#### Your assignment
No line of the records may be dropped; print them all again exactly.

[Referring expression pointing data]
* * * * * * *
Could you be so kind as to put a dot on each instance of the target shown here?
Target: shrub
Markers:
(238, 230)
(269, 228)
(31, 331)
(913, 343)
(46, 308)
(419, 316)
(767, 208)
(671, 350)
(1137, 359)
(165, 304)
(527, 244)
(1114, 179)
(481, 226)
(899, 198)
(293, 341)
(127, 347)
* * * * * * *
#### Answer for this exercise
Could you be so kind as to put a dot on each instance of the target shown here?
Target: shrub
Markers:
(238, 230)
(269, 228)
(31, 331)
(913, 343)
(46, 308)
(419, 316)
(767, 208)
(671, 350)
(1137, 359)
(165, 304)
(527, 244)
(1114, 179)
(481, 226)
(899, 198)
(293, 341)
(127, 347)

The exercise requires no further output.